- **DIE AUFGABE**
Gib aus dem Text über Klopps Führungsstil alles von „Egal. Zwei Herzensbrüder“ bis hinunter zu „überhaupt an Fußball.“ wortgetreu wieder.

- **VORLIEGENDER TEXT**
Ob sie sich kennen, sich mögen?
Egal. Zwei Herzensbrüder – ein Team.
Dieser Fußballmoment aus meiner Düsseldorfer Nachbarschaft passt so gar nicht in unsere Zeit mit ihrem Wir-gegen-Die-Denken, mit ihrem diffusen Alles-immer-schlimmer-Gefühl. Hier wird etwas gelebt, was wir gerade sehr brauchen: Eine ganz natürliche, bedingungslose Art von gegenseitigem Respekt, von Unterstützung und vor allem: von Lebensfreude. Seit ich das beobachtet habe, denke ich anders über Fußball. Vielmehr: Ich denke überhaupt an Fußball.
Stark sind wir nur zusammen
Eigentlich interessiert mich Fußball nur mittel. Und doch faszinieren mich die Menschen auf dem Platz – und neben dem Platz. Zum Beispiel Jürgen Klopp, der legendäre Trainer von Borussia Dortmund und FC Liverpool. „You’ll Never Walk Alone“, der inoffizielle Slogan des FC Liverpool, passt perfekt zu Klopps Philosophie: Stark sind wir nur zusammen. Da fragt man sich doch: Wie führt Klopp? Wie führt er die Jungs auf dem Platz so, dass sie zusammenhalten?
Hier meine fünf Thesen zum Thema Leadership
1. Fokus auf andere – nicht das eigene Ego
Klopp steht im Mittelpunkt, weil er leidenschaftlich ist, schlagfertig, kompetent – er steht da nicht, weil er sich in den Mittelpunkt gedrängt hätte. Das macht er nicht. Für ihn sind das Team, sind die Spieler, ihr Können und ihre Emotionen das Wichtigste. Er sagte einmal: „Es ist nicht so wichtig, was die Leute denken, wenn du kommst. Es ist viel wichtiger, was sie fühlen, wenn du gehst.“ Genau das macht Führung aus: Fokus auf Team und Motivation, nicht auf Ego und Reputation.
2. Vertrauen in die Power der Vielen –
gerade dann, wenn es eng wird
„Wir haben Pfeil und Bogen, und wenn wir gut zielen, dann treffen wir das Ziel“, findet Klopp.

Ein Datenblock
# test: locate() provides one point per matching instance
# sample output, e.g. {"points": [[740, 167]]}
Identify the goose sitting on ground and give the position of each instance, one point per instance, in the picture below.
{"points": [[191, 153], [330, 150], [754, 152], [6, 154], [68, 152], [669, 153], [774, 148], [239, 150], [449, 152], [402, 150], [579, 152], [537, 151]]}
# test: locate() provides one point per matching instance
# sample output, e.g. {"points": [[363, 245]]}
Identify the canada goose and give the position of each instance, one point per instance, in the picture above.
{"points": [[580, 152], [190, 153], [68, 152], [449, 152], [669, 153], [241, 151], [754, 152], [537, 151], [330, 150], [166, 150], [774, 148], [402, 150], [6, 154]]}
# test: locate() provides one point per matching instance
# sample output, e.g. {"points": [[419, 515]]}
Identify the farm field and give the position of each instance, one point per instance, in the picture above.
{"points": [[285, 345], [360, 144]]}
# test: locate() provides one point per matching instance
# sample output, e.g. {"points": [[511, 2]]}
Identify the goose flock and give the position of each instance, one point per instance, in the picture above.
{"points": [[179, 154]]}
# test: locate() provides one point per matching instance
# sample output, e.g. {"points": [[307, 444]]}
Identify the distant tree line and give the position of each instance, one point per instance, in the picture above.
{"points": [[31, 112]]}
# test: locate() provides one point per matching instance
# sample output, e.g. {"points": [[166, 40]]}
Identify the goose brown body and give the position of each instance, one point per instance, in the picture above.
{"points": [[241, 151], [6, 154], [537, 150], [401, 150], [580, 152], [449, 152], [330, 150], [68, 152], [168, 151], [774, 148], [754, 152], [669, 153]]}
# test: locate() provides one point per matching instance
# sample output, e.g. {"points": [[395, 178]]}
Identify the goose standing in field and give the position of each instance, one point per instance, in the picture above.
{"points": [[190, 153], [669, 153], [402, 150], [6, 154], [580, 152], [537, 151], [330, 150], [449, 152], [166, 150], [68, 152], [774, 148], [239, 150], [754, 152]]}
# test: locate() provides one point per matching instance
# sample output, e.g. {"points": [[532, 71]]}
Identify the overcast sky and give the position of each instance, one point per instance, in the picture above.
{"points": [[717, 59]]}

- **ANTWORT ZUR ÜBUNG**
Egal. Zwei Herzensbrüder – ein Team.
Dieser Fußballmoment aus meiner Düsseldorfer Nachbarschaft passt so gar nicht in unsere Zeit mit ihrem Wir-gegen-Die-Denken, mit ihrem diffusen Alles-immer-schlimmer-Gefühl. Hier wird etwas gelebt, was wir gerade sehr brauchen: Eine ganz natürliche, bedingungslose Art von gegenseitigem Respekt, von Unterstützung und vor allem: von Lebensfreude. Seit ich das beobachtet habe, denke ich anders über Fußball. Vielmehr: Ich denke überhaupt an Fußball.